Convert each line of the rows below into a Markdown table with two columns, Number and Line, skipping blank lines.
┄┄┄┄┄┄┄┄┄┄┄┄┄┄┄┄┄┄┄┄
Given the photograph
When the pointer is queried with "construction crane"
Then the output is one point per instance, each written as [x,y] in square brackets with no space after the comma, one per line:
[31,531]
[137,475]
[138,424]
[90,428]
┄┄┄┄┄┄┄┄┄┄┄┄┄┄┄┄┄┄┄┄
# Response
| Number | Line |
|---|---|
| 1 | Given the photograph |
| 2 | When the pointer is queried with "construction crane" |
| 3 | Then the output is one point per instance, each written as [x,y] in square brackets with no space after the comma, one per line: |
| 4 | [31,531] |
| 5 | [137,475] |
| 6 | [138,424] |
| 7 | [90,428] |